[Object point labels]
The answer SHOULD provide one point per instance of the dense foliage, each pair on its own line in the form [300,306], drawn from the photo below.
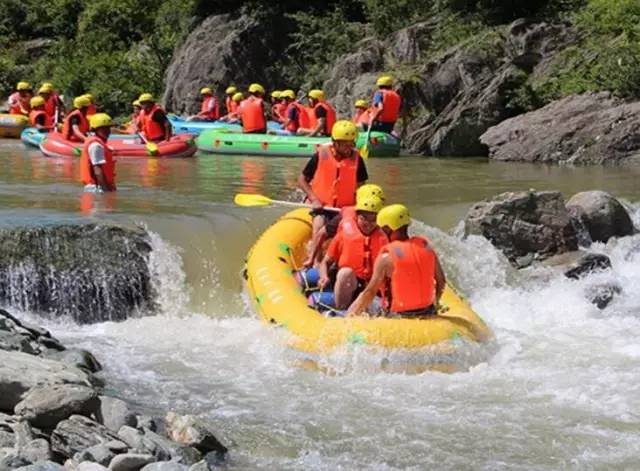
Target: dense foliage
[117,48]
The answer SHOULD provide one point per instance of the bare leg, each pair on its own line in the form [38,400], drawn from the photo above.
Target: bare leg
[346,284]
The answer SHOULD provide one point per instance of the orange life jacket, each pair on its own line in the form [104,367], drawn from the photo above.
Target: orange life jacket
[412,284]
[329,120]
[358,251]
[252,114]
[67,130]
[206,104]
[390,106]
[87,175]
[153,131]
[35,114]
[302,111]
[335,182]
[19,105]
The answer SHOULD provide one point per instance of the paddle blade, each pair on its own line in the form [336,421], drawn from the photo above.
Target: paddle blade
[246,199]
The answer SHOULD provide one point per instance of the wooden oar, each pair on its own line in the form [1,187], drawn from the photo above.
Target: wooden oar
[364,150]
[249,200]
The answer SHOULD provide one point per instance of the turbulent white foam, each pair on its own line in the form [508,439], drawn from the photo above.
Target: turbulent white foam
[559,388]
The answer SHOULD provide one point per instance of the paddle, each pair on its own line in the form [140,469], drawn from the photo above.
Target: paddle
[364,150]
[249,200]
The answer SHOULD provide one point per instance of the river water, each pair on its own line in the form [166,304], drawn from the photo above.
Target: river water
[559,388]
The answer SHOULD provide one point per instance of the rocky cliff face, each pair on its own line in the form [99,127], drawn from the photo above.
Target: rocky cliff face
[223,50]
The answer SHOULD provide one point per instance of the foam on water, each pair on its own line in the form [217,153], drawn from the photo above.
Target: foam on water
[559,388]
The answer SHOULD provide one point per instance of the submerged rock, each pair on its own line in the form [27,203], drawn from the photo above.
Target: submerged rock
[89,273]
[602,215]
[592,128]
[525,226]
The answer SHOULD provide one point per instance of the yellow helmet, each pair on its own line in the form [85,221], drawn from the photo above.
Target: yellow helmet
[344,130]
[394,216]
[100,120]
[81,102]
[384,81]
[146,97]
[256,88]
[370,190]
[36,101]
[370,204]
[316,94]
[361,104]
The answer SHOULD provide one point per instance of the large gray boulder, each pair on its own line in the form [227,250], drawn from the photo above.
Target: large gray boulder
[89,273]
[21,372]
[592,128]
[525,226]
[44,407]
[223,50]
[602,214]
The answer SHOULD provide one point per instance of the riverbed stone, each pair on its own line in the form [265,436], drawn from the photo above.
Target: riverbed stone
[44,407]
[20,372]
[130,462]
[114,413]
[77,433]
[191,431]
[56,270]
[602,214]
[525,226]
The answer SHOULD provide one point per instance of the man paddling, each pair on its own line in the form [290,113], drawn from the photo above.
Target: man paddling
[408,267]
[97,167]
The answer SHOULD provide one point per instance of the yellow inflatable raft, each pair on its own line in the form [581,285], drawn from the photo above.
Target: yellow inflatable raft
[279,300]
[11,125]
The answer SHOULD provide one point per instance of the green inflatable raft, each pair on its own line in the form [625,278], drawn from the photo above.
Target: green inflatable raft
[225,142]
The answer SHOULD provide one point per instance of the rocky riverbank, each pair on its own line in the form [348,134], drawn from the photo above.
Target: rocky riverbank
[54,414]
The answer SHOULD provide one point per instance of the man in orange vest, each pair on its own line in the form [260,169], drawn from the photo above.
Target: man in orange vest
[386,106]
[322,116]
[252,112]
[37,116]
[76,125]
[155,124]
[333,175]
[97,167]
[19,100]
[354,250]
[209,110]
[407,268]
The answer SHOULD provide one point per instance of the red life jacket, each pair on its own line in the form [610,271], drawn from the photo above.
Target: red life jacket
[19,105]
[35,114]
[358,251]
[413,280]
[252,115]
[329,120]
[87,175]
[153,130]
[206,104]
[67,130]
[390,106]
[293,125]
[335,182]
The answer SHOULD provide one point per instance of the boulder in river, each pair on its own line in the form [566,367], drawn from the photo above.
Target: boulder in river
[591,128]
[525,226]
[602,215]
[89,273]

JOB:
Render the records as a JSON list of strings, one string per line, with blank lines left out. Begin at the line that contains "The answer SHOULD provide one point per instance of the boulder" and continue through the end of the records.

REPLY TO THE EXERCISE:
[
  "The answer SHOULD provide one point per instance of the boulder in river, each pair on its own line in the form [566,367], drawn from the photo above.",
  "Target: boulder in river",
  "[591,128]",
  "[525,226]",
  "[602,215]",
  "[89,273]"
]